- _Extrait présenté_:
Publié le 30 mai 2023

Jusqu’au 16 juillet 2023, le Musée d’Art Moderne de Paris propose de (re)découvrir l’artiste norvégienne Anna-Eva Bergman (1909-1987).

Plus de 200 œuvres composent le parcours de cette grande rétrospective, qui va de ses premiers dessins à ses toutes dernières œuvres, et éclaire la singularité d’une peinture abstraite où la couleur dialogue avec des feuilles d’or ou de métal… Portrait, en cinq arrêts.

Une jeunesse européenne

Anna-Eva Bergman El generalissimo Vers 1935

Anna-Eva Bergman El generalissimo Vers 1935 Mine de plomb sur papier 43,8 x 33,8 cm Fondation Hartung-Bergman © Anna-Eva Bergman / Adagp, Paris, 2023 Photographie © Claire Dorn

1909. Anna-Eva Bergman naît à Stockholm mais grandit en Norvège, où elle suit des cours d’art à Oslo, puis à Vienne. Dès ses jeunes années, elle affiche un vif talent pour le dessin ; elle multiplie les saynètes savoureuses. À Paris, elle suit quelques temps les cours de l’Académie d’André Lhote, mais s’y ennuie beaucoup.

Elle rencontre Hans Hartung, l’épouse en 1929 à Dresde ; ils séjournent sur la Côte d’Azur, à Paris, Berlin… Et s’installent sous le soleil de Minorque, en Espagne, dans une maison au bord de la mer. Ces années, notamment 1934 et 1935, sont celles d’un grand bonheur. Anna-Eva travaille alors pour la presse norvégienne, à laquelle elle fournit ses dessins les plus piquants et inspirés.

- _Données fournies_:
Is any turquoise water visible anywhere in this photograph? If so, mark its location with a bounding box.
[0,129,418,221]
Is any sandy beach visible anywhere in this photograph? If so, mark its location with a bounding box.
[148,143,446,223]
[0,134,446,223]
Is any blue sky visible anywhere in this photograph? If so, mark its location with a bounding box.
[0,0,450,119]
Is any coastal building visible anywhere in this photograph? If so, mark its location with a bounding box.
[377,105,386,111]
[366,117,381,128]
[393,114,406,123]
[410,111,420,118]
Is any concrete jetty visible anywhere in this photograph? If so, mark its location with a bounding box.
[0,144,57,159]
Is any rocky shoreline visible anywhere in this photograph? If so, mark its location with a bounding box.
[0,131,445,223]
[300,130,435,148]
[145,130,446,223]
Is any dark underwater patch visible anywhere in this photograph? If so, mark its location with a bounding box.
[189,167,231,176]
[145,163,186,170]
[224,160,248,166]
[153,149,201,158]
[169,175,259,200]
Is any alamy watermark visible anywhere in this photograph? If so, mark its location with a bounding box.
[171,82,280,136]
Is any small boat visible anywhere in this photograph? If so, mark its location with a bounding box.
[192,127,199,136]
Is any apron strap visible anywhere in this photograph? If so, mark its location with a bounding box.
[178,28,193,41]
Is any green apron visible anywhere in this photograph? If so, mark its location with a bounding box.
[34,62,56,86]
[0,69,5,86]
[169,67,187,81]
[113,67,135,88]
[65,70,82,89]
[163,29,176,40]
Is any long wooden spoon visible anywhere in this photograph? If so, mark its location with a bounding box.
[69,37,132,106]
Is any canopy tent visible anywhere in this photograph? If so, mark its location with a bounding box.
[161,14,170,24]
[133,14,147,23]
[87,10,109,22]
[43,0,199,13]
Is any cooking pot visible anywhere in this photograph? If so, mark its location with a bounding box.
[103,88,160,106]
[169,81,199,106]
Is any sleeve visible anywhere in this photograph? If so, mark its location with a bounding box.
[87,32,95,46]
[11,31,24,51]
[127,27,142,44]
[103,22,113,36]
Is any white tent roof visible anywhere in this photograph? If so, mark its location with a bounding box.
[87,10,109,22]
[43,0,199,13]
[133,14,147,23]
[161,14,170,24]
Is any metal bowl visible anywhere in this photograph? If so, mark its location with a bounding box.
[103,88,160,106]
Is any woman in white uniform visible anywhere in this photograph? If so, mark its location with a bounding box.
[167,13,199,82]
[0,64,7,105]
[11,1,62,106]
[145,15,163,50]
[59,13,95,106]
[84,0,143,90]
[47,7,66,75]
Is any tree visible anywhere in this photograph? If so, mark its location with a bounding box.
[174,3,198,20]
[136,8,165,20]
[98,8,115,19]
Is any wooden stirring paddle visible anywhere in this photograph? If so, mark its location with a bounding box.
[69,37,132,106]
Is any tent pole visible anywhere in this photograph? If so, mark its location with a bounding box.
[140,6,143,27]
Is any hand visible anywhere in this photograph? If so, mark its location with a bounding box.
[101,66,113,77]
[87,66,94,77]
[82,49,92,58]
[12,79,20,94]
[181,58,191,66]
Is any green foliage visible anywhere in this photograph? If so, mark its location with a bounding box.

- _Travail à faire_:
[a] Reproduisez fidèlement le passage de l'extrait qui va de "Plus de 200" jusqu'à "s’y ennuie beaucoup." inclus.
[b] Recopiez à l'identique le passage des enregistrements qui s'étend de leur début jusqu'à la ligne contenant "[410,111,420,118]", cette ligne comprise.
L'extrait et les enregistrements constituent deux documents distincts, sans lien entre eux.

- _Corrigé des exercices_:
[a]
Plus de 200 œuvres composent le parcours de cette grande rétrospective, qui va de ses premiers dessins à ses toutes dernières œuvres, et éclaire la singularité d’une peinture abstraite où la couleur dialogue avec des feuilles d’or ou de métal… Portrait, en cinq arrêts.

Une jeunesse européenne

Anna-Eva Bergman El generalissimo Vers 1935

Anna-Eva Bergman El generalissimo Vers 1935 Mine de plomb sur papier 43,8 x 33,8 cm Fondation Hartung-Bergman © Anna-Eva Bergman / Adagp, Paris, 2023 Photographie © Claire Dorn

1909. Anna-Eva Bergman naît à Stockholm mais grandit en Norvège, où elle suit des cours d’art à Oslo, puis à Vienne. Dès ses jeunes années, elle affiche un vif talent pour le dessin ; elle multiplie les saynètes savoureuses. À Paris, elle suit quelques temps les cours de l’Académie d’André Lhote, mais s’y ennuie beaucoup.

[b]
Is any turquoise water visible anywhere in this photograph? If so, mark its location with a bounding box.
[0,129,418,221]
Is any sandy beach visible anywhere in this photograph? If so, mark its location with a bounding box.
[148,143,446,223]
[0,134,446,223]
Is any blue sky visible anywhere in this photograph? If so, mark its location with a bounding box.
[0,0,450,119]
Is any coastal building visible anywhere in this photograph? If so, mark its location with a bounding box.
[377,105,386,111]
[366,117,381,128]
[393,114,406,123]
[410,111,420,118]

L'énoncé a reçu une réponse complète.